Data shown section start
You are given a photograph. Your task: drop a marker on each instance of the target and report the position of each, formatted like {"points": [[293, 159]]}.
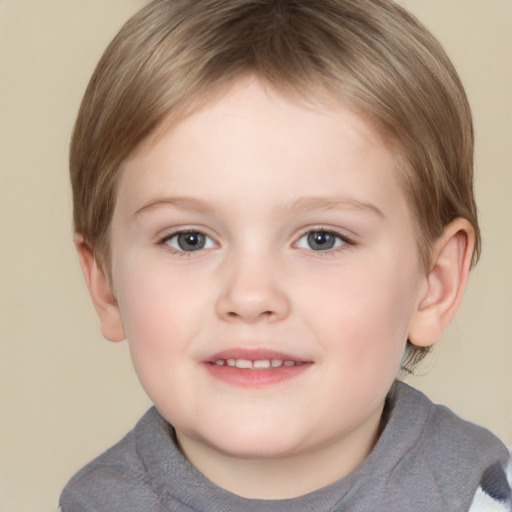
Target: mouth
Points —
{"points": [[253, 368], [258, 364]]}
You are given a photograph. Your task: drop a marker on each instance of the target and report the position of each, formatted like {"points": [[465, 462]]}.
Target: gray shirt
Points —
{"points": [[426, 459]]}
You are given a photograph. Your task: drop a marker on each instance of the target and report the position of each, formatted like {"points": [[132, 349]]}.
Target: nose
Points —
{"points": [[252, 291]]}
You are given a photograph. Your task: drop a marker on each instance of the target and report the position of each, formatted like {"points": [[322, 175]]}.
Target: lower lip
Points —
{"points": [[253, 377]]}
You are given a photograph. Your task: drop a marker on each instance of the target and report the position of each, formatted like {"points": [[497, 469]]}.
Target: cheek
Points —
{"points": [[364, 315], [159, 311]]}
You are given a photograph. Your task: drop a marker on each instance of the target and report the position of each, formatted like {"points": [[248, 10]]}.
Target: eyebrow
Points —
{"points": [[301, 204], [333, 203], [180, 202]]}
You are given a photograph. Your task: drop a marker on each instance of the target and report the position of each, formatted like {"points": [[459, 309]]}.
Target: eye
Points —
{"points": [[321, 240], [189, 241]]}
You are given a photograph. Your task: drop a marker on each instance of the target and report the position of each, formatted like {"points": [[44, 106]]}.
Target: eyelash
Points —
{"points": [[181, 252], [345, 244], [345, 241]]}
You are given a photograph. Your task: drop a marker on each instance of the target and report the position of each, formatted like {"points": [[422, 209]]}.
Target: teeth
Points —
{"points": [[257, 364]]}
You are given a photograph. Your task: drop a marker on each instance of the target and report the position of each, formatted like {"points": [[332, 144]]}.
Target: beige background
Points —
{"points": [[65, 394]]}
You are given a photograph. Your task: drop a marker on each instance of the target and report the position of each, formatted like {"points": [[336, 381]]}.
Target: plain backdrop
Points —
{"points": [[65, 393]]}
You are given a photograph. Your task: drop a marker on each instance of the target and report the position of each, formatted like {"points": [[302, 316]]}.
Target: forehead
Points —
{"points": [[253, 136]]}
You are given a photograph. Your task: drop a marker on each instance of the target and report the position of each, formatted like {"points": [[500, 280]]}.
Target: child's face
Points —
{"points": [[260, 229]]}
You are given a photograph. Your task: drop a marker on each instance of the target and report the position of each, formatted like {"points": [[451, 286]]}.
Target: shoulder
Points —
{"points": [[494, 492], [457, 457], [115, 477]]}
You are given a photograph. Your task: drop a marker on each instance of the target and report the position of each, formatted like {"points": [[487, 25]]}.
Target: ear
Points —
{"points": [[445, 283], [100, 291]]}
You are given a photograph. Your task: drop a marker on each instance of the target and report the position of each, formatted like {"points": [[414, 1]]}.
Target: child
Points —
{"points": [[273, 204]]}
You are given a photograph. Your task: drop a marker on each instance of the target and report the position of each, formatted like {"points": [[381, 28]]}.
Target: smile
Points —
{"points": [[259, 364]]}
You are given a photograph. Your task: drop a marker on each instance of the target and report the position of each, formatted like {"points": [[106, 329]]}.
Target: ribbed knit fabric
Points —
{"points": [[427, 459]]}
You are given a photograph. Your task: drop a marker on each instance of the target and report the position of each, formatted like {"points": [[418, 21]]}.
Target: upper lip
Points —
{"points": [[254, 354]]}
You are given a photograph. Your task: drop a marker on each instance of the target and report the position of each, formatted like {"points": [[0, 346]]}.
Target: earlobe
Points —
{"points": [[100, 291], [445, 283]]}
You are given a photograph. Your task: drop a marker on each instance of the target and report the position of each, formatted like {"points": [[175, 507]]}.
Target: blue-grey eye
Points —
{"points": [[190, 241], [319, 240]]}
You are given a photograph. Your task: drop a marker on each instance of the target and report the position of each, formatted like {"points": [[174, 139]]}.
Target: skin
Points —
{"points": [[252, 174]]}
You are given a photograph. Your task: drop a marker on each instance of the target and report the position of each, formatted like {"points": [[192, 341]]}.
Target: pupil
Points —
{"points": [[191, 241], [321, 240]]}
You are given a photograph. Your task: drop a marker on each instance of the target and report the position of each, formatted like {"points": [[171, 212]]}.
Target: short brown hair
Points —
{"points": [[371, 54]]}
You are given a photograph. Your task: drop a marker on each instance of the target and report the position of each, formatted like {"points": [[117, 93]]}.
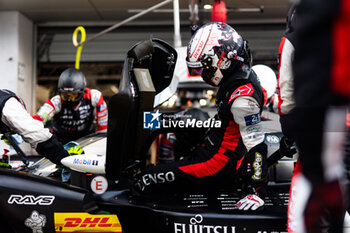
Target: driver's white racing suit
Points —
{"points": [[14, 117], [238, 142]]}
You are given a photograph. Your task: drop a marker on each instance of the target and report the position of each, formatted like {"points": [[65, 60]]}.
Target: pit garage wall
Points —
{"points": [[112, 47], [16, 56], [16, 60]]}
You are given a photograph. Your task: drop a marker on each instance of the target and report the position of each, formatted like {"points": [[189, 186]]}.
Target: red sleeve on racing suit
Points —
{"points": [[101, 109]]}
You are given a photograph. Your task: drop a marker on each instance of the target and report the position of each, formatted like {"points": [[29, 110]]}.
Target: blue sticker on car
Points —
{"points": [[252, 119]]}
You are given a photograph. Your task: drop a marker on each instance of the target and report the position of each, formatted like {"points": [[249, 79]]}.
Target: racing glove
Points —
{"points": [[251, 201], [255, 166], [287, 147]]}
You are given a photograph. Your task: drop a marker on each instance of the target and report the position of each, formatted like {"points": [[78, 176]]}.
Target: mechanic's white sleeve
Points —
{"points": [[49, 109], [246, 113], [101, 113], [286, 77], [19, 120]]}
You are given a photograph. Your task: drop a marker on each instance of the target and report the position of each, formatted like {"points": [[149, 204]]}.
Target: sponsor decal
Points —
{"points": [[272, 232], [198, 50], [252, 119], [272, 139], [156, 178], [86, 162], [151, 120], [245, 90], [31, 200], [196, 225], [99, 184], [254, 129], [36, 222], [84, 222], [257, 166]]}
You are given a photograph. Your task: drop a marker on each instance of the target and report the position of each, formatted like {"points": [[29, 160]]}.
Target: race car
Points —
{"points": [[39, 202]]}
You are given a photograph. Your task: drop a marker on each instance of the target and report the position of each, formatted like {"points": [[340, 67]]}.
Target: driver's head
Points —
{"points": [[71, 85], [216, 50]]}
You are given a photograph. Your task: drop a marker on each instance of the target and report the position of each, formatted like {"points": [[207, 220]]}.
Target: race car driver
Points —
{"points": [[220, 55], [75, 108], [15, 118]]}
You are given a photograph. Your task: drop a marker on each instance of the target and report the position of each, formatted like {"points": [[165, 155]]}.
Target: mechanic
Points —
{"points": [[322, 91], [220, 55], [15, 118], [75, 108]]}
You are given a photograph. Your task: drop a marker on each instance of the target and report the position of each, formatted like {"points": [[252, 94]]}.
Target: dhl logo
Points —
{"points": [[84, 222]]}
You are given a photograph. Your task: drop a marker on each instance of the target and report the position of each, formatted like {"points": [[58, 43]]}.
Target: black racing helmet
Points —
{"points": [[71, 85]]}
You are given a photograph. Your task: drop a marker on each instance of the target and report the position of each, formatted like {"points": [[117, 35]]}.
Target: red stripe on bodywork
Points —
{"points": [[206, 168], [219, 160], [340, 81]]}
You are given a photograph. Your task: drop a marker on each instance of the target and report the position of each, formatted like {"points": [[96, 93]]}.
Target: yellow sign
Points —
{"points": [[78, 44], [84, 222]]}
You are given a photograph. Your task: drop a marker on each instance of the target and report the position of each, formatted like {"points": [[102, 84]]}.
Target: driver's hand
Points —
{"points": [[287, 147], [75, 150], [251, 202]]}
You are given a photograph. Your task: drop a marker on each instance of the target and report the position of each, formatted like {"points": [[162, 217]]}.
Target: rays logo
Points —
{"points": [[151, 120]]}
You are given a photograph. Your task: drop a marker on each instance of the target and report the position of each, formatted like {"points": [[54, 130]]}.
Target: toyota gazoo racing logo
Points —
{"points": [[84, 222], [31, 200], [85, 162], [196, 225], [156, 120]]}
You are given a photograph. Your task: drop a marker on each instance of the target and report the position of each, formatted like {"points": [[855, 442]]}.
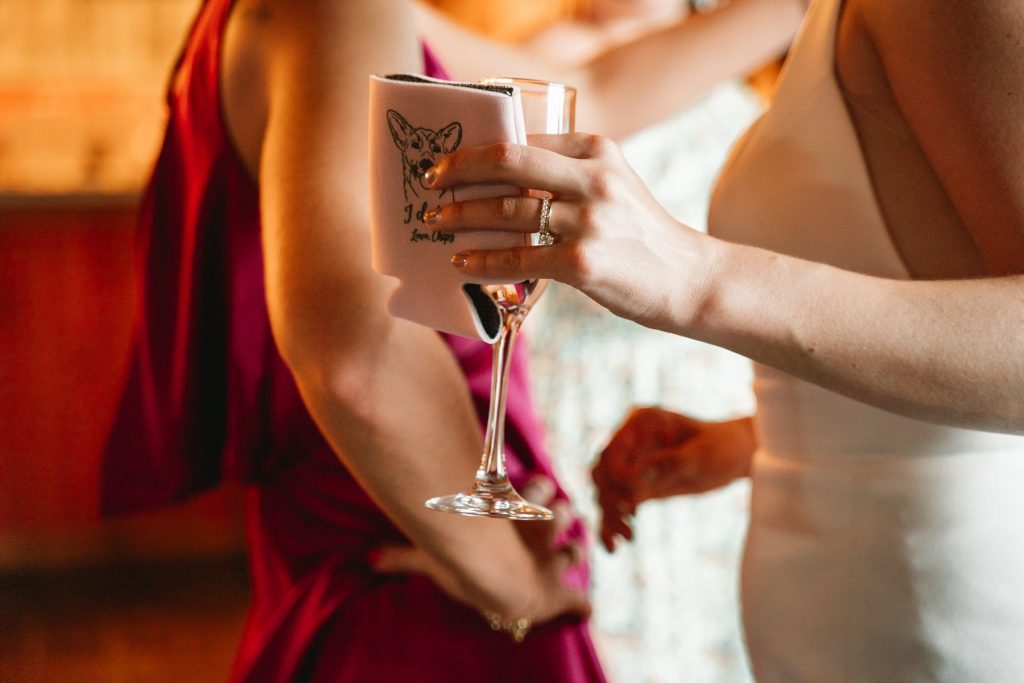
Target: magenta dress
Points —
{"points": [[209, 398]]}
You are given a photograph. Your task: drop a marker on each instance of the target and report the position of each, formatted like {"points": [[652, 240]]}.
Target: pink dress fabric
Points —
{"points": [[208, 398]]}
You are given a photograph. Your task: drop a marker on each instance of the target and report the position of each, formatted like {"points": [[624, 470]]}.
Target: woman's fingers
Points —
{"points": [[509, 214], [511, 264], [519, 165]]}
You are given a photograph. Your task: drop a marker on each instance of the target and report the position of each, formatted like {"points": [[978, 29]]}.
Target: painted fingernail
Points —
{"points": [[430, 175]]}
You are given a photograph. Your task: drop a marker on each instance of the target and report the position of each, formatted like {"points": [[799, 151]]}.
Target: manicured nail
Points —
{"points": [[430, 175]]}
Data shown section end
Goal of the exercise:
In the entries above, find each line with "sleeve" and copy it.

Exercise solution:
Target: red sleeve on racing suit
Target: mechanic's white sleeve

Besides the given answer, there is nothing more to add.